What to work on:
Copy out, word for word, the lines from the start of the data below through the line containing "positive clicks: (120, 279)", and no others.

Stored data:
=-=-=-=-=

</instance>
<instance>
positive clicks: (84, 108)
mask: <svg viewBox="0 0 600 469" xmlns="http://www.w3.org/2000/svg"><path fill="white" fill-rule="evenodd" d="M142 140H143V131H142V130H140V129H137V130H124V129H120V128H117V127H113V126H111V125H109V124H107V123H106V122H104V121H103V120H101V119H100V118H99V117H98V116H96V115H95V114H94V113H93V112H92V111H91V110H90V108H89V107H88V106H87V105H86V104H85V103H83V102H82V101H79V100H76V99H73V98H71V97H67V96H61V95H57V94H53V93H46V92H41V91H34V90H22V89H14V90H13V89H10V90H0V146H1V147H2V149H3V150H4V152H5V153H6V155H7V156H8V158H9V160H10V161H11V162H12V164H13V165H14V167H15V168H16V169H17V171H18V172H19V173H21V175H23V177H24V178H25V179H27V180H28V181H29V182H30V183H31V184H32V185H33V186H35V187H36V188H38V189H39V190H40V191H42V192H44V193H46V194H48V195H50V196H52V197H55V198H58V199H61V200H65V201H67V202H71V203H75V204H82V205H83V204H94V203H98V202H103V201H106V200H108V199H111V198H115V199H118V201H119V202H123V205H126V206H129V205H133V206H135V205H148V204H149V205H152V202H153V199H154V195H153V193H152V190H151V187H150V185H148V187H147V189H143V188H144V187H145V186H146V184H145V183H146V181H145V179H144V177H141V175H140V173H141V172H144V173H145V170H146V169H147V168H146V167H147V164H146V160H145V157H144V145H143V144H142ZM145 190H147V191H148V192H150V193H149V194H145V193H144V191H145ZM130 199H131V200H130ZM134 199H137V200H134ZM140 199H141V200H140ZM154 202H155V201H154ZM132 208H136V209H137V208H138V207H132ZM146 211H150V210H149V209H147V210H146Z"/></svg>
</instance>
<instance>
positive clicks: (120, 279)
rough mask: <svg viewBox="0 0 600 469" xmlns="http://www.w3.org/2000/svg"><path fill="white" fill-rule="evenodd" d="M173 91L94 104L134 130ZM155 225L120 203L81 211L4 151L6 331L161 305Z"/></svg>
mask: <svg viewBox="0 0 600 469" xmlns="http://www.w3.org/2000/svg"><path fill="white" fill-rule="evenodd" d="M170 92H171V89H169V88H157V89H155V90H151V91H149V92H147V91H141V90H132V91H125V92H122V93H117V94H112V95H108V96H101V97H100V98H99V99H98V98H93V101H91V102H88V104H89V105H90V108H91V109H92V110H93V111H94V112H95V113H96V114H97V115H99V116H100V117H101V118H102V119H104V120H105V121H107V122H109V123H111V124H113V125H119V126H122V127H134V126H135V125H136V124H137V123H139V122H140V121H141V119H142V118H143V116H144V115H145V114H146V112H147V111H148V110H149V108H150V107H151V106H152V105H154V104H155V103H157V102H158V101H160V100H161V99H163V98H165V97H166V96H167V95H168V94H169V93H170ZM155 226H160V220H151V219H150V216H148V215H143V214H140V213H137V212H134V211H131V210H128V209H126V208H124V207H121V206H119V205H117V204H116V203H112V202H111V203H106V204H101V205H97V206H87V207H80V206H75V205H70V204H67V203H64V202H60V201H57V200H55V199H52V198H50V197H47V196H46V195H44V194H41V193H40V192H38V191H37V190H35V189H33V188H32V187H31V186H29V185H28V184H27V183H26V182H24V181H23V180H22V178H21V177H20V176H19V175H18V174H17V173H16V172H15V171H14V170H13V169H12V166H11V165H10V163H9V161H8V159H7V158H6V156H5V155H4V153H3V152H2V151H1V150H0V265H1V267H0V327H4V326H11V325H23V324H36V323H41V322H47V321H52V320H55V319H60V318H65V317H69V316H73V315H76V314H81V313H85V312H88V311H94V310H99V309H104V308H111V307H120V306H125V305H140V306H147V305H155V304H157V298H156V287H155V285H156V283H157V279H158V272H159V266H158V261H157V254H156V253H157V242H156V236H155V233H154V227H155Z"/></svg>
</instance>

=-=-=-=-=

Task answer:
</instance>
<instance>
positive clicks: (84, 108)
mask: <svg viewBox="0 0 600 469" xmlns="http://www.w3.org/2000/svg"><path fill="white" fill-rule="evenodd" d="M142 140H143V131H142V130H140V129H137V130H124V129H120V128H117V127H113V126H111V125H109V124H107V123H106V122H104V121H103V120H101V119H100V118H99V117H98V116H96V115H95V114H94V113H93V112H92V111H91V110H90V108H89V107H88V106H87V105H86V104H85V103H83V102H82V101H79V100H76V99H73V98H71V97H67V96H61V95H57V94H53V93H46V92H41V91H34V90H22V89H14V90H13V89H10V90H0V146H1V147H2V149H3V150H4V152H5V153H6V155H7V156H8V158H9V160H10V161H11V162H12V164H13V165H14V167H15V168H16V169H17V171H18V172H19V173H21V175H23V177H24V178H25V179H27V180H28V181H29V182H30V183H31V184H32V185H33V186H35V187H36V188H38V189H39V190H40V191H42V192H44V193H46V194H48V195H50V196H52V197H55V198H58V199H61V200H65V201H67V202H71V203H75V204H82V205H83V204H94V203H98V202H103V201H106V200H108V199H111V198H115V199H118V201H119V202H123V205H126V206H129V205H133V206H135V205H148V204H149V205H152V202H153V199H154V195H153V193H152V190H151V187H150V185H148V187H147V189H143V188H144V187H145V186H146V184H145V183H146V181H145V179H144V177H141V175H140V173H141V172H144V173H145V170H146V169H147V168H146V167H147V164H146V160H145V157H144V145H143V144H142ZM145 190H147V191H148V192H150V193H149V194H145V193H144V191H145ZM130 199H131V200H130ZM134 199H137V200H134ZM140 199H141V200H140ZM154 202H155V201H154ZM132 208H136V209H137V208H138V207H132ZM146 211H150V210H149V209H147V210H146Z"/></svg>
</instance>
<instance>
positive clicks: (120, 279)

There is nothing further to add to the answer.